STATED PROBLEM :: Restate the material word for word and leave out anything that is a picture.

MATERIAL FOR THIS EXERCISE ::
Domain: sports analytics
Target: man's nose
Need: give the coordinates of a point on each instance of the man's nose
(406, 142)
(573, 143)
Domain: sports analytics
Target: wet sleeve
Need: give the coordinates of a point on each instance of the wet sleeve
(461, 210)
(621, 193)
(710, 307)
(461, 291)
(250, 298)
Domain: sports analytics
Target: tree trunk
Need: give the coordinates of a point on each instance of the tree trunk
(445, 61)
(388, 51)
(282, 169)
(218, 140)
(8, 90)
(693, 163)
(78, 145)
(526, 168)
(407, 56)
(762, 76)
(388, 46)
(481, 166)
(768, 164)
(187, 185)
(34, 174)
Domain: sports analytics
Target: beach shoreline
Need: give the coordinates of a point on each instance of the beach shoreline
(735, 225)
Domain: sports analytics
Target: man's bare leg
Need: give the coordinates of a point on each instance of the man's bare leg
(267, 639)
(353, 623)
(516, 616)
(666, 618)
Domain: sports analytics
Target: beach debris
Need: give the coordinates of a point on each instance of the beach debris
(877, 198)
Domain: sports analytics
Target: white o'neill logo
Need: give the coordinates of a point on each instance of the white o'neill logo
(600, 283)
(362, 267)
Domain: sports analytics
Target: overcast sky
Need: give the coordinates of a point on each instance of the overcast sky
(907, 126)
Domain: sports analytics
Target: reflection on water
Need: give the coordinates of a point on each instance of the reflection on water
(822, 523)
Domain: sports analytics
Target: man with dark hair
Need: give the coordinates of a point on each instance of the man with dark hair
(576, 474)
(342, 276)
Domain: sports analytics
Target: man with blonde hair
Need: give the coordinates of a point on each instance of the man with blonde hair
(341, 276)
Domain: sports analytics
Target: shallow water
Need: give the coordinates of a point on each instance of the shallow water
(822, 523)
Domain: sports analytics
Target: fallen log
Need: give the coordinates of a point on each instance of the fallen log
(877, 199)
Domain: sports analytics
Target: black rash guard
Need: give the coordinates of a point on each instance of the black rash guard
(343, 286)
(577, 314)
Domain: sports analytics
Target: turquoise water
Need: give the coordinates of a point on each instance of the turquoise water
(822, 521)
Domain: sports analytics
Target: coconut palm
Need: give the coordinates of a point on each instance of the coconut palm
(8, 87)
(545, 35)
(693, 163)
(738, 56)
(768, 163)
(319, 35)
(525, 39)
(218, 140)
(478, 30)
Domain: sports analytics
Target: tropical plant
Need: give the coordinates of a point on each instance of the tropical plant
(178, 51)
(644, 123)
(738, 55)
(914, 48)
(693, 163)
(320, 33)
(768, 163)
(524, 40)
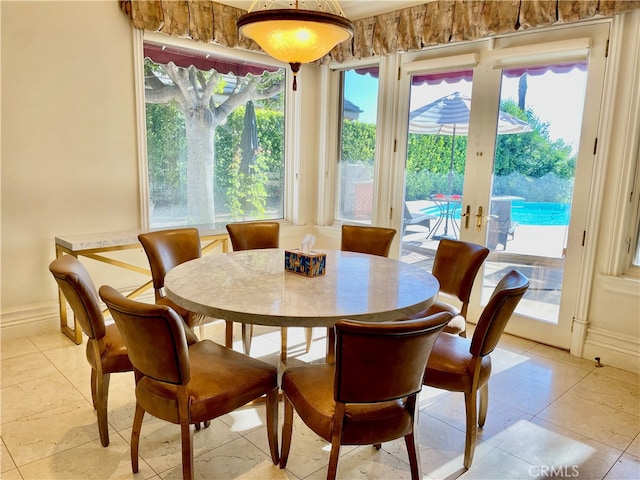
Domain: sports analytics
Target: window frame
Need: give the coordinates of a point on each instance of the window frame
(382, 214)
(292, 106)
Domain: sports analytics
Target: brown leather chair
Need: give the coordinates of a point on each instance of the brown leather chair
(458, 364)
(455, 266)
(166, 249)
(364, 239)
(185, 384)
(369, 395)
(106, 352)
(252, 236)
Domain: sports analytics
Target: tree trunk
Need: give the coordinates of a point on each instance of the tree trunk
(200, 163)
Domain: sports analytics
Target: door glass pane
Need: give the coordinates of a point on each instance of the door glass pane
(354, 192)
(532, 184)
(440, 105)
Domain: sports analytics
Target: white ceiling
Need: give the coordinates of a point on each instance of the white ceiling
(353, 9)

FULL SOLUTION ::
Domain: sports analytics
Target: man's nose
Need: give the coordinates of a point on each instance of the man's nose
(406, 142)
(573, 143)
Domain: sports analytics
Target: wet sleeve
Need: give the coordinates of a point on each instance of the wet sleeve
(461, 210)
(621, 193)
(710, 307)
(461, 291)
(250, 298)
Domain: sports analytics
Target: tree trunk
Need: give the coordinates of a point on each instance of the tree trunk
(445, 61)
(388, 51)
(282, 169)
(218, 140)
(8, 90)
(693, 163)
(78, 145)
(526, 168)
(407, 56)
(762, 76)
(388, 46)
(481, 166)
(768, 164)
(187, 185)
(34, 174)
Domain: sports analytics
Target: beach shoreline
Need: give the coordinates of a point on each instance of the beach shoreline
(735, 225)
Domain: sports analytics
Target: man's bare leg
Need: give the coordinates of a point on each instance of the man's bare leg
(267, 639)
(353, 623)
(516, 616)
(666, 618)
Domain: sports analytics
Target: beach debris
Need: give the coordinates of a point on each instance of the beach debris
(877, 198)
Domain: sports analytics
Target: white o'neill logo
Need: give the coordinates of a point on each instance of the white o'neill logo
(600, 283)
(362, 267)
Domain: sports analytics
Target: overcast sky
Need: give the coordinates of a point on each instance of the overcast sky
(907, 126)
Domain: sports analytics
Target: reflection on water
Need: give the coordinates of a point on each instance of the reflection on water
(822, 523)
Domain: sports analytics
Target: man with dark hair
Need: give the coordinates of a point on each instance of the man with dark hair
(576, 474)
(342, 276)
Domain: sports analytics
Target: man with blonde hair
Need: give the coordinates of a point on each instance of the man with blonde hair
(341, 276)
Domain: sports analytics
Target: shallow water
Need: give the coordinates of a point on each instance of the shallow water
(822, 523)
Domain: sports analytics
Target: fallen log
Need: give the coordinates of a point on each instance of the fallen log
(877, 199)
Domain: sports analytics
Target: black rash guard
Need: give the coordinates of a point on each instance of the black rash guard
(343, 286)
(577, 314)
Domain: sports analytics
Target: turquoise water
Need: give the coordinates of a point on each instance of the turquoise water
(822, 521)
Domain: sports analytics
Target: coconut palm
Need: give the coordinates of a point on each instance of the coconut palm
(8, 87)
(545, 35)
(693, 163)
(738, 56)
(768, 163)
(319, 35)
(525, 39)
(218, 140)
(478, 30)
Domain: sports analytics
Target: tropical plant
Need: give the coordinates of a point on each instance of the tropical plant
(178, 51)
(644, 123)
(738, 55)
(914, 48)
(693, 163)
(320, 33)
(768, 163)
(524, 40)
Domain: sports analytics
Target: window frame
Need: give the coordinates of a point on each instance of the window frame
(382, 214)
(292, 106)
Domain: sports analytics
Target: brown leather chair
Need: give the coordinates of a point on each instance of the brown leather chair
(458, 364)
(455, 266)
(166, 249)
(364, 239)
(185, 384)
(369, 395)
(106, 352)
(252, 236)
Domain: sports analytics
Target: tree trunk
Need: give the coordinates of a point on each instance of the tree trunk
(200, 163)
Domain: sports analytics
Target: door glass pane
Need: give the coordinates of a point on each instance of the door glass pane
(354, 192)
(532, 184)
(440, 105)
Domain: sports analytics
Target: white ceiling
Need: give the coordinates of a point on each instance of the white ceiling
(353, 9)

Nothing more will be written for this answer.